* [Task brief] A verbatim copy of the lines starting at the one with "Would you kindly locate the side" and ending at the last line below is required; include nothing else.

====

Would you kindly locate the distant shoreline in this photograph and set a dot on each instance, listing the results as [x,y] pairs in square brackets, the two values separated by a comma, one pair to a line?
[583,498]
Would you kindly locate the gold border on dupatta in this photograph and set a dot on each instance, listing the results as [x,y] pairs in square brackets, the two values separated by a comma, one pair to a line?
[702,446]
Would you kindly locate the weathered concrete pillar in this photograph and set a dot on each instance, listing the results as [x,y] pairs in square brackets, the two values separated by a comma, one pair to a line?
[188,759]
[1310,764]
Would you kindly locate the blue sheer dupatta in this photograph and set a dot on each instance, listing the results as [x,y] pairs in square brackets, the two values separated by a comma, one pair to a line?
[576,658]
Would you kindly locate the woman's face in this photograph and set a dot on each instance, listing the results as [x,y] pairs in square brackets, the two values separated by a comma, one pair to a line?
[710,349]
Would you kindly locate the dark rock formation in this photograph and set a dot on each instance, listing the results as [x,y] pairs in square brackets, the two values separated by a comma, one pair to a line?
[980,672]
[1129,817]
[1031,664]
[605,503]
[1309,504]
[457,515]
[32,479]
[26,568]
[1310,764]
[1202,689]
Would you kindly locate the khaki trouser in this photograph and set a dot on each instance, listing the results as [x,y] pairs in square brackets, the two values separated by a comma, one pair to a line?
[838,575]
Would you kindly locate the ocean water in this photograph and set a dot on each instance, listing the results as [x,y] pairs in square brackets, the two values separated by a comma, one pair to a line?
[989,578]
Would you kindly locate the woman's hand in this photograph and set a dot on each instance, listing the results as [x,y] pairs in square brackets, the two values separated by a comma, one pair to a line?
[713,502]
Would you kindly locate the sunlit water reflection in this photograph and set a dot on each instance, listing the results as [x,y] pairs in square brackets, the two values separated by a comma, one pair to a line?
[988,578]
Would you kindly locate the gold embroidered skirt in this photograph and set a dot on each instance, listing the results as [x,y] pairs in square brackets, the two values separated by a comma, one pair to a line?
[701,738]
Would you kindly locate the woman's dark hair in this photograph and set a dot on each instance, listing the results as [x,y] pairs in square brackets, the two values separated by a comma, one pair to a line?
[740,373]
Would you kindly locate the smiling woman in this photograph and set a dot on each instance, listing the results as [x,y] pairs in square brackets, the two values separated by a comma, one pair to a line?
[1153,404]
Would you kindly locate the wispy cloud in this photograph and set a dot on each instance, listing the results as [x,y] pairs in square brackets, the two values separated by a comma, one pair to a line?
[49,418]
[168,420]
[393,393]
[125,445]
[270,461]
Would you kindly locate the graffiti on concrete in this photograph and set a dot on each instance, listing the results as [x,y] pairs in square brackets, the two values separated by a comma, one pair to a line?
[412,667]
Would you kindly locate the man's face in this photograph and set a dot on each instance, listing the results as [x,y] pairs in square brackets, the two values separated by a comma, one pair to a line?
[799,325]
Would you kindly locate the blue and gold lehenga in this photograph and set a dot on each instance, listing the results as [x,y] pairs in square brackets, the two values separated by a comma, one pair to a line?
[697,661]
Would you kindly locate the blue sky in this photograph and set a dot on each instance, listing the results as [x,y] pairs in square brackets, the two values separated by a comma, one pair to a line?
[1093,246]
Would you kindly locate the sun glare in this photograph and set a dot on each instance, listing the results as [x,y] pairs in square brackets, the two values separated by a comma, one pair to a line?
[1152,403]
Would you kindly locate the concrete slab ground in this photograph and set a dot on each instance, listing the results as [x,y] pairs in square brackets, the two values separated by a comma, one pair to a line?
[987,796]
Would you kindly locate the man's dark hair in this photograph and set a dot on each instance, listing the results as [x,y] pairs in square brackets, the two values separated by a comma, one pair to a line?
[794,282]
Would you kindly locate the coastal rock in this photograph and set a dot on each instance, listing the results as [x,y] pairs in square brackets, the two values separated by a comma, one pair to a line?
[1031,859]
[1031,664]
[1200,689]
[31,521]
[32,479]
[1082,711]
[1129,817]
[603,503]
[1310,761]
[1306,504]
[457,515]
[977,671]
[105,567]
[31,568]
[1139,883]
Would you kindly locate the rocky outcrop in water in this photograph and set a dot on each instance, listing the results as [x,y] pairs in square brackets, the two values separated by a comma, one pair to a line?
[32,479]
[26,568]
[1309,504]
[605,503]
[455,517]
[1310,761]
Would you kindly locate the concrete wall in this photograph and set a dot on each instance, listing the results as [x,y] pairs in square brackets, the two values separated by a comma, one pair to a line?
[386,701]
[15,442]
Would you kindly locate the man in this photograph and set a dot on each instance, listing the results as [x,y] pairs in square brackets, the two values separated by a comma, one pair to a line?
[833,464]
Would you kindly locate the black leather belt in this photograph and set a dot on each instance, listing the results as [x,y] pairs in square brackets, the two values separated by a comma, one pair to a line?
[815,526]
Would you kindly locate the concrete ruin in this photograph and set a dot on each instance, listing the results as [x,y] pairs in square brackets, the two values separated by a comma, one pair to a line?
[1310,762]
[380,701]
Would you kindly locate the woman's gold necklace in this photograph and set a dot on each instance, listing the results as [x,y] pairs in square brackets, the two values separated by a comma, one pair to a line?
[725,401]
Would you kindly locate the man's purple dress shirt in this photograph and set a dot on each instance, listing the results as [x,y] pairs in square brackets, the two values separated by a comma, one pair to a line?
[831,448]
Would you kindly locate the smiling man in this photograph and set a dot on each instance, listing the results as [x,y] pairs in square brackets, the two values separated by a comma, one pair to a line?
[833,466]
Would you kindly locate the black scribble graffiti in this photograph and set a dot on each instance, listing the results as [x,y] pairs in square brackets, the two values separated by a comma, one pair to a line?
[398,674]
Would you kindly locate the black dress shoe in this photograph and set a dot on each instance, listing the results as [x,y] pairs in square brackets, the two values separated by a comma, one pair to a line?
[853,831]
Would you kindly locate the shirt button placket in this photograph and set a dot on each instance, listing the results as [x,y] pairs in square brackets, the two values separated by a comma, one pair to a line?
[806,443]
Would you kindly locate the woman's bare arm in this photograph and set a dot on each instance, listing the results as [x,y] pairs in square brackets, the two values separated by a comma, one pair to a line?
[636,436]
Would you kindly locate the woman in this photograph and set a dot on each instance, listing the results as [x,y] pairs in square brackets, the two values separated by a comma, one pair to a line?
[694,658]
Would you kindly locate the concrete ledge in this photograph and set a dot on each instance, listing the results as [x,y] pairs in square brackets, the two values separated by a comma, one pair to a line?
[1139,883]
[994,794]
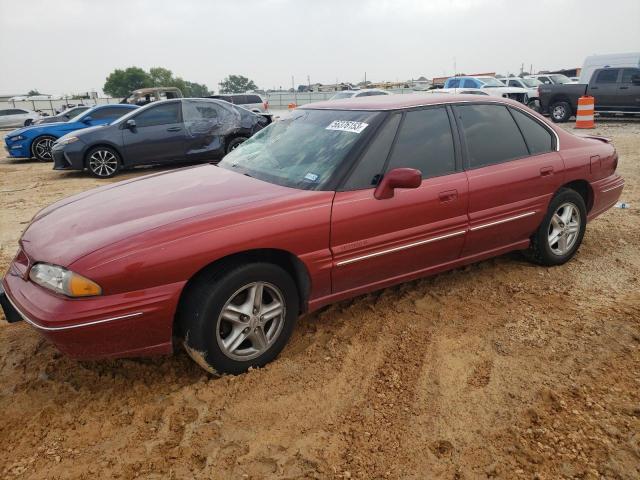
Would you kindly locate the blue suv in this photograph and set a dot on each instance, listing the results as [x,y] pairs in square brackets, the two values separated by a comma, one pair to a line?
[37,140]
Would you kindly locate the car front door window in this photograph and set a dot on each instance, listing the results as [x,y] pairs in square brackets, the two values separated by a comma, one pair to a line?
[414,230]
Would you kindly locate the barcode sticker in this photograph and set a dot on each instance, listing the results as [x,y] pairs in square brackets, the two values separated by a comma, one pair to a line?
[347,126]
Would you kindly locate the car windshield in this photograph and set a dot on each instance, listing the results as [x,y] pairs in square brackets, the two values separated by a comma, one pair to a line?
[559,78]
[303,150]
[491,82]
[342,95]
[81,114]
[531,82]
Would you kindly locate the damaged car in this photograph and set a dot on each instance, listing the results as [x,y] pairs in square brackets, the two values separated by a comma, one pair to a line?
[338,199]
[187,130]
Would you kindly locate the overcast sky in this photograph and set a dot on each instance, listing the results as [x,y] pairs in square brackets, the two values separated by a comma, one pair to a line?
[72,45]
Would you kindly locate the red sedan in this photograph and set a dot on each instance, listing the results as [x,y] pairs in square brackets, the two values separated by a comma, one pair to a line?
[342,198]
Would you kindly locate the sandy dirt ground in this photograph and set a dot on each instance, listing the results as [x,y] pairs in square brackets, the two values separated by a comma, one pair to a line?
[497,370]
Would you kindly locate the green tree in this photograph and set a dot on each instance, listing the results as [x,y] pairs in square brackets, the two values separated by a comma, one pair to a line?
[161,77]
[121,82]
[237,84]
[192,89]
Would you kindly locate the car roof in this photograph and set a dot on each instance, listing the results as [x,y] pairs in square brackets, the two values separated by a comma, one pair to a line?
[117,105]
[398,102]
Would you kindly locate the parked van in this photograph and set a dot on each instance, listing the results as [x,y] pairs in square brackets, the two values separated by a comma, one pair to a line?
[604,61]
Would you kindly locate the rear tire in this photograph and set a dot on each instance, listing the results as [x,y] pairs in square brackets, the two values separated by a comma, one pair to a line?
[233,144]
[560,112]
[103,162]
[561,232]
[41,148]
[238,316]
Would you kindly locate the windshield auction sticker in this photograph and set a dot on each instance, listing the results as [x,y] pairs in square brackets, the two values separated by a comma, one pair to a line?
[347,126]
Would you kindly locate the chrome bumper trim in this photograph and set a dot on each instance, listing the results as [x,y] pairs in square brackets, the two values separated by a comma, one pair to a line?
[402,247]
[612,188]
[68,327]
[504,220]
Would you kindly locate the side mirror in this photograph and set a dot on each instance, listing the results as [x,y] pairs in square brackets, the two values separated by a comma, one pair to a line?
[397,178]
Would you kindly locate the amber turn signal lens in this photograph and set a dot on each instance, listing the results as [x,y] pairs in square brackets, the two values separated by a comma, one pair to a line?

====

* [Answer]
Would you kindly locate the side mirror in this photograph and set a dot on each instance, listing the results as [x,y] pairs in square brackets, the two values separated by a comma, one pair to a line?
[397,178]
Would you kindly locate the amber turn signal lens in this photograph and set a dot on each instance, listing the results as [x,y] pairs in square brackets, the two values separated by a comma, one pair to a line?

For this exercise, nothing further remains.